---- AVAILABLE RECORDS
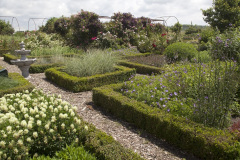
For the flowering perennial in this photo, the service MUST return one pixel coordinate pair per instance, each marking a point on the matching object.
(33, 123)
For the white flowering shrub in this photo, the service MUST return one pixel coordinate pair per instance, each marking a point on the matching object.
(35, 124)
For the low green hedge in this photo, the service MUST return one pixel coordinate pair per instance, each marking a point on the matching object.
(203, 142)
(40, 68)
(3, 51)
(79, 84)
(141, 68)
(23, 84)
(9, 57)
(136, 55)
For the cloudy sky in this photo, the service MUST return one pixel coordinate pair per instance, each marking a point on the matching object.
(185, 11)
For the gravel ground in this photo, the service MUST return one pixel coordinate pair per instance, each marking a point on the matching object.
(144, 144)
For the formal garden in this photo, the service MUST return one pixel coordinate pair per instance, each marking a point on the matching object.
(179, 86)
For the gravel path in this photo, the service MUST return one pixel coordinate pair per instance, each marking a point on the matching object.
(144, 144)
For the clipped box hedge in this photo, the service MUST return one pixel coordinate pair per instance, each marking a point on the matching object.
(136, 55)
(79, 84)
(141, 68)
(9, 57)
(40, 68)
(23, 84)
(203, 142)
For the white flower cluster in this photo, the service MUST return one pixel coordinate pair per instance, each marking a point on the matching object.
(27, 119)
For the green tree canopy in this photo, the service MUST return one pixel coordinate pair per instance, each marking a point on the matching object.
(223, 13)
(6, 28)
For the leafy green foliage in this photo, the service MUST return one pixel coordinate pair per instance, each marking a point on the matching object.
(23, 84)
(85, 28)
(200, 92)
(226, 46)
(204, 142)
(223, 13)
(180, 52)
(6, 83)
(61, 26)
(92, 63)
(202, 57)
(206, 34)
(33, 123)
(49, 26)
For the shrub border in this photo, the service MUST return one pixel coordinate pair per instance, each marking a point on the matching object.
(136, 55)
(79, 84)
(8, 57)
(40, 68)
(203, 142)
(23, 85)
(141, 68)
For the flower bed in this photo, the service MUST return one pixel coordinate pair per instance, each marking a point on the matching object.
(9, 57)
(34, 124)
(22, 85)
(78, 84)
(204, 142)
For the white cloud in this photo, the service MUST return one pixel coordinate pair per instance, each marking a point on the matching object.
(185, 11)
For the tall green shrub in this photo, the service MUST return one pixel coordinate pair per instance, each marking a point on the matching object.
(6, 28)
(85, 27)
(180, 52)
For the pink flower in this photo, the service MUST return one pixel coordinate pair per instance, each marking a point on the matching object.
(94, 38)
(164, 34)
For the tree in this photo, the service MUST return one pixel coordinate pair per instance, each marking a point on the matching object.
(49, 27)
(222, 14)
(6, 28)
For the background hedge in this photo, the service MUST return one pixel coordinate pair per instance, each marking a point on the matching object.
(203, 142)
(23, 85)
(79, 84)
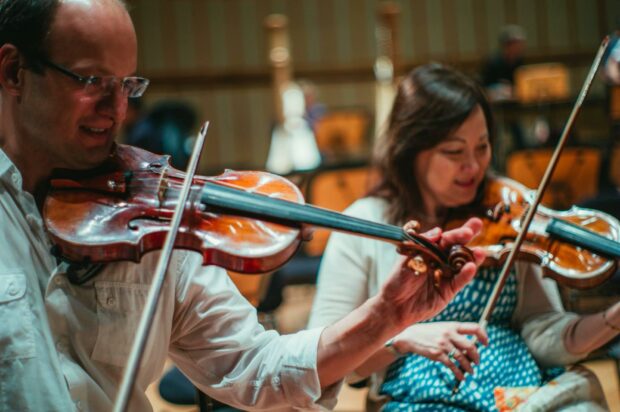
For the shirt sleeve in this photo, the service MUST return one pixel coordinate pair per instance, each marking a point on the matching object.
(219, 344)
(343, 280)
(542, 318)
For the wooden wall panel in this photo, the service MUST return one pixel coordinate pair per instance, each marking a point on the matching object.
(213, 52)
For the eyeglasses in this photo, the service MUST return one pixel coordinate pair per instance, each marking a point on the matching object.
(131, 86)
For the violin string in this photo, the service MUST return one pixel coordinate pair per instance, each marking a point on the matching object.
(150, 307)
(503, 276)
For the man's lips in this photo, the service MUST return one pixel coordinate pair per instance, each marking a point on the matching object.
(466, 183)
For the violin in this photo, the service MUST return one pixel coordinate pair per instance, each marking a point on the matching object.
(248, 222)
(577, 247)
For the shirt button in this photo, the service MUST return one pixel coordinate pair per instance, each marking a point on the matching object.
(16, 179)
(12, 289)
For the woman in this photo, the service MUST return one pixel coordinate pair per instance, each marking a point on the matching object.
(433, 160)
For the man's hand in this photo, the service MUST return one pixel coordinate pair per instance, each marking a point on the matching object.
(408, 298)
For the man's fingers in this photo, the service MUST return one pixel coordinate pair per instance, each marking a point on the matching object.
(479, 255)
(463, 234)
(433, 235)
(465, 276)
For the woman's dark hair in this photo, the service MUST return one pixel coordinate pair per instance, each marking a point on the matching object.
(432, 101)
(26, 24)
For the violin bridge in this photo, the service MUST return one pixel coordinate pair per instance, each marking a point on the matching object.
(418, 265)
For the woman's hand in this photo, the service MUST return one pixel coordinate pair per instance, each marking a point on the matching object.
(445, 342)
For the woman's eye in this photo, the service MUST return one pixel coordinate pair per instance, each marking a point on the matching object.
(452, 152)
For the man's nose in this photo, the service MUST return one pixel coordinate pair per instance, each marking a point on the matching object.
(114, 102)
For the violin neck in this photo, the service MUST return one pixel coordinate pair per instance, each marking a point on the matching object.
(235, 201)
(577, 235)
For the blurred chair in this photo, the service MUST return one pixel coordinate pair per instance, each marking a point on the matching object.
(575, 177)
(343, 133)
(335, 189)
(535, 83)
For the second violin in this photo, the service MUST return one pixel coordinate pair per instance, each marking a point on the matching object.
(577, 247)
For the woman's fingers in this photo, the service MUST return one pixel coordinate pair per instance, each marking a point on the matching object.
(449, 359)
(474, 329)
(464, 362)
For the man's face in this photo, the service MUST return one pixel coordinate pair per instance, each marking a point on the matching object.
(61, 123)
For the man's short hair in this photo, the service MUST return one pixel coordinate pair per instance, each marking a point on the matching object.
(26, 24)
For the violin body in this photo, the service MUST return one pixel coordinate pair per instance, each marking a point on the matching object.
(122, 210)
(248, 222)
(573, 264)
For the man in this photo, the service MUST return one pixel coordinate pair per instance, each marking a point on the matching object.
(63, 346)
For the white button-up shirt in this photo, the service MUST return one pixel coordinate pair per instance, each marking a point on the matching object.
(64, 346)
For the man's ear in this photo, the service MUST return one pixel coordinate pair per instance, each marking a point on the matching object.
(10, 68)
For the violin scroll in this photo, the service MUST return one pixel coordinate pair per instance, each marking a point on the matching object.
(430, 261)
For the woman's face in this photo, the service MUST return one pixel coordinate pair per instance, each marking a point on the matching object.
(449, 173)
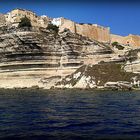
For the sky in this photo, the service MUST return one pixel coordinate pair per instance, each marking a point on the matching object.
(122, 16)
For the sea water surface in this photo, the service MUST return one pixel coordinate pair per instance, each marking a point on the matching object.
(69, 114)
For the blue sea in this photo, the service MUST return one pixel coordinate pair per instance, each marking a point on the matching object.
(69, 114)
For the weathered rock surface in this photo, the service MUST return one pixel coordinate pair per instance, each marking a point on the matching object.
(41, 58)
(27, 56)
(107, 75)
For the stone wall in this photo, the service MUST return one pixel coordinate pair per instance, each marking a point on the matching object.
(65, 23)
(130, 40)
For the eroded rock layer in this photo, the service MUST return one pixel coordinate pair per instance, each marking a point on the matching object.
(28, 56)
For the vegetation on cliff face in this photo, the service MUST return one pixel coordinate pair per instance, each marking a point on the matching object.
(25, 22)
(98, 75)
(117, 45)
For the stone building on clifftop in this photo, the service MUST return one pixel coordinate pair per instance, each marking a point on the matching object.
(14, 17)
(130, 40)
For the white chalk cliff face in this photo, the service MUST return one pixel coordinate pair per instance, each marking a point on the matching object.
(41, 58)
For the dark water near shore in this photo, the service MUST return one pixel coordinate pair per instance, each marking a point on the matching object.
(75, 114)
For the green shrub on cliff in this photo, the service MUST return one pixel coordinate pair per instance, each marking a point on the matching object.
(53, 28)
(25, 22)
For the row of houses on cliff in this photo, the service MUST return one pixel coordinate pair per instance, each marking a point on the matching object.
(92, 31)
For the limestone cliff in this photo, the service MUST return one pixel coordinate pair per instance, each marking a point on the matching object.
(30, 55)
(42, 58)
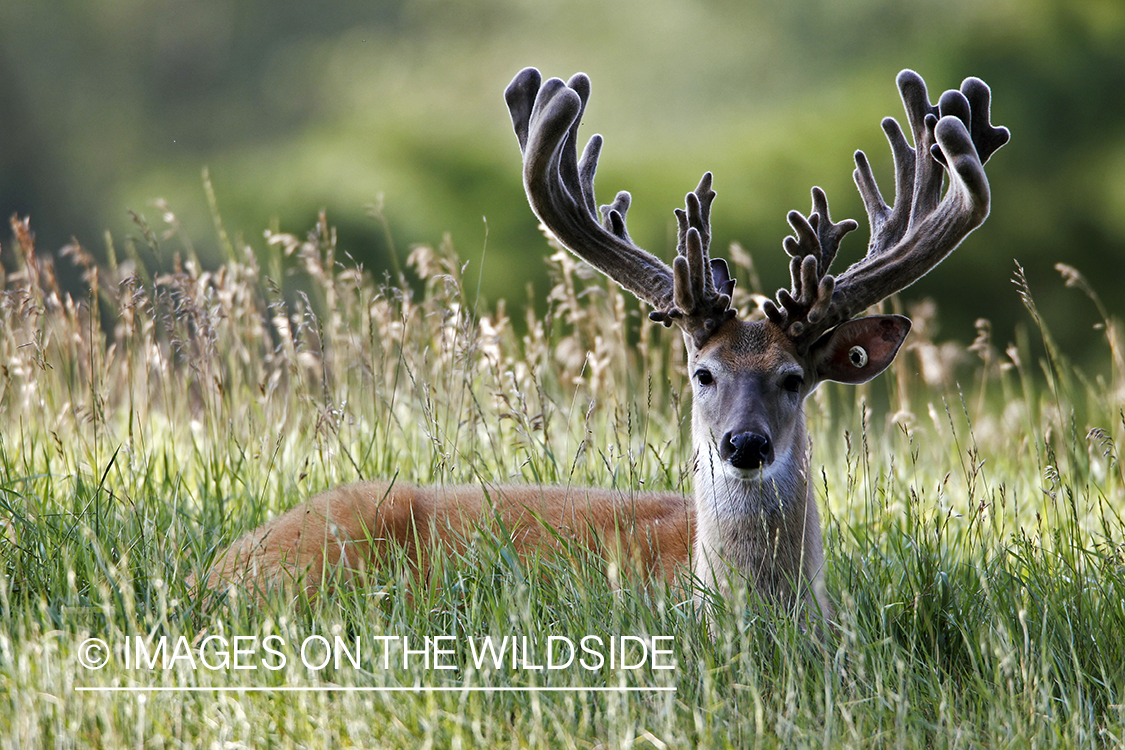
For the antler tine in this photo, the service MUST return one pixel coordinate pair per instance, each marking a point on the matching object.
(812, 247)
(560, 189)
(953, 138)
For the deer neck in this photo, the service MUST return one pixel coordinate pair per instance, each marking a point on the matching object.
(759, 530)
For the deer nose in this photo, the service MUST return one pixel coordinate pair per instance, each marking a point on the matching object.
(746, 450)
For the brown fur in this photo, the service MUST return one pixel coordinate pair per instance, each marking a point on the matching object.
(343, 533)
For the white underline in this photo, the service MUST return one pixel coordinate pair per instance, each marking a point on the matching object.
(347, 688)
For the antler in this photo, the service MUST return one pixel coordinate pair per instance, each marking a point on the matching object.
(954, 138)
(560, 190)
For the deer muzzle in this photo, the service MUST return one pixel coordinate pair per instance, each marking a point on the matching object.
(746, 450)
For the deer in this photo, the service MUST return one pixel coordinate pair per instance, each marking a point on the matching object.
(752, 523)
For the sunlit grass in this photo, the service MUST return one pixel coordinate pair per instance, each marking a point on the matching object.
(974, 539)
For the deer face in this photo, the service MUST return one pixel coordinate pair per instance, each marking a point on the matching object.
(749, 381)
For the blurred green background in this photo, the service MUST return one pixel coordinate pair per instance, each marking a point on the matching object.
(297, 106)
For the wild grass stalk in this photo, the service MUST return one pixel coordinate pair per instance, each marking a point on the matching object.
(972, 498)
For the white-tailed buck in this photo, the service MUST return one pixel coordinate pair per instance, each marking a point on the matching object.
(753, 521)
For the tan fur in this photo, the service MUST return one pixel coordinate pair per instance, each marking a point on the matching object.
(343, 533)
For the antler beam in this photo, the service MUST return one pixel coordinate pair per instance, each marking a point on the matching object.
(560, 189)
(953, 139)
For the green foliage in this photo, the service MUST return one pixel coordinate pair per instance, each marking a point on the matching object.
(974, 534)
(297, 108)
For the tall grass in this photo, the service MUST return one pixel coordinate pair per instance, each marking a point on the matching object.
(972, 499)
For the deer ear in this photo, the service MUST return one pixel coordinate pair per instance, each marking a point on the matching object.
(858, 350)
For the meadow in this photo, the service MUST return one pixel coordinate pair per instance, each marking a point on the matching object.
(971, 498)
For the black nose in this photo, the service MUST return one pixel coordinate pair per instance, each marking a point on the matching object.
(746, 450)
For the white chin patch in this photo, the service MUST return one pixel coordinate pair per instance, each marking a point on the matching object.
(745, 475)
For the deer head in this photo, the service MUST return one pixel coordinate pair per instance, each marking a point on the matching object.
(749, 378)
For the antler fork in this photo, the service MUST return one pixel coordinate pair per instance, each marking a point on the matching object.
(694, 292)
(952, 139)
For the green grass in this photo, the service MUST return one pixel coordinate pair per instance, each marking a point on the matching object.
--------
OBJECTIVE — Set down, unchanged, the line that contains "For the white chin" together with every later line in the records, through the last one.

THE OUTPUT —
For the white chin patch in this photo, the service MUST return one pixel coordinate pair per instance, each marking a point on the matching object.
(745, 475)
For the deer head in this photo, the service MUST return one pixel coordinate pair per instance, each marking a point on the matching object.
(749, 378)
For the antler fork in this photo, the service MUST return one pixel coordinate pair per instance, each marking a point on the matching object.
(694, 292)
(952, 139)
For the green grass in this photo, the service MUST return one pixel coordinate pair per instance, each marking a point on the matching object.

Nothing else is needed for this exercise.